**YOUR OBJECTIVE**
What lines in the data hold the string "moth"? Show them.
——————
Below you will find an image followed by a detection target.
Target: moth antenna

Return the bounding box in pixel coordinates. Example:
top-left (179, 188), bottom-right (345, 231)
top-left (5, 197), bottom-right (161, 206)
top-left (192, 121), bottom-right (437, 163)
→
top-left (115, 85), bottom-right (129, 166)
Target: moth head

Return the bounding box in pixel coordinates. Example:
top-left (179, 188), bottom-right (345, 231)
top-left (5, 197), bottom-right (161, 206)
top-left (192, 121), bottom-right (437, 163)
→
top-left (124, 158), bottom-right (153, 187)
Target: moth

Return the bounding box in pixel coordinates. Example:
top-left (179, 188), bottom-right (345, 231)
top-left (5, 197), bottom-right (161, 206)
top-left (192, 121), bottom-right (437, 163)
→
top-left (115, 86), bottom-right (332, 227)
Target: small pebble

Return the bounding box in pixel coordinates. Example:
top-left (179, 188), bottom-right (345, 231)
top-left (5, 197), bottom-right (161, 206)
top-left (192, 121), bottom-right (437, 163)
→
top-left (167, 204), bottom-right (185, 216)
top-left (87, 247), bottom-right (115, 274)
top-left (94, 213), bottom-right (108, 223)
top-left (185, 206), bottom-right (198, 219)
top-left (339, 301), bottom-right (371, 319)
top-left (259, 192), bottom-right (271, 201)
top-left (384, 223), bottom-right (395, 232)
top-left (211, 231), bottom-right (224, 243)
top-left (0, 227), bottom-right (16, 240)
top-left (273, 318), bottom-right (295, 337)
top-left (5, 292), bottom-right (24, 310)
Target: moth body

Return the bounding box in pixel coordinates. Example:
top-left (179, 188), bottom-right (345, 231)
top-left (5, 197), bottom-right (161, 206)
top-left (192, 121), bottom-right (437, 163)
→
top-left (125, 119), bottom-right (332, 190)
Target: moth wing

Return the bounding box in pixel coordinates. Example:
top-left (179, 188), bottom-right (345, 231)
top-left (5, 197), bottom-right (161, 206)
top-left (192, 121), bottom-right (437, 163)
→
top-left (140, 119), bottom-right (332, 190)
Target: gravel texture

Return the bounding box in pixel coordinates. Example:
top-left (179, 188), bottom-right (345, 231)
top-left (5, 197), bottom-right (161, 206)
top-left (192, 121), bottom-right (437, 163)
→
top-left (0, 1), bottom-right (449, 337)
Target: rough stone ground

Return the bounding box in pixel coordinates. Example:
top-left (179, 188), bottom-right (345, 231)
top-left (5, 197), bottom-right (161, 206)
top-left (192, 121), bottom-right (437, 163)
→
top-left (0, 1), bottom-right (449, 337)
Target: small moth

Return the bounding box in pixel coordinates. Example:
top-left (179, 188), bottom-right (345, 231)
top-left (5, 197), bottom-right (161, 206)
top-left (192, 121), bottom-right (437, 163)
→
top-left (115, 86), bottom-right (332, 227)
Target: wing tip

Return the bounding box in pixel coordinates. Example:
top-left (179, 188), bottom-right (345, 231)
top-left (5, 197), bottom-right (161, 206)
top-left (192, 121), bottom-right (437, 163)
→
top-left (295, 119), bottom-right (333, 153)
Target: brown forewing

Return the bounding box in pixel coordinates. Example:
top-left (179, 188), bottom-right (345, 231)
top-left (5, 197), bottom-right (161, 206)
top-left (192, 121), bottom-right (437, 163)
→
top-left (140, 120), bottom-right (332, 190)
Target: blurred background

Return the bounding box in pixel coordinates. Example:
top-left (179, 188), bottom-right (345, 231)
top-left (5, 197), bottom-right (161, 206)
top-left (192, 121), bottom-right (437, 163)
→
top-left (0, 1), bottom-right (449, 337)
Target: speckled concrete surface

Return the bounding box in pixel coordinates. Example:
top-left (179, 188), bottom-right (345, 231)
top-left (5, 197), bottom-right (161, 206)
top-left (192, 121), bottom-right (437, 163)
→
——————
**TASK OUTPUT**
Target: moth antenna
Target: moth head
Target: moth
Target: moth body
Target: moth wing
Target: small moth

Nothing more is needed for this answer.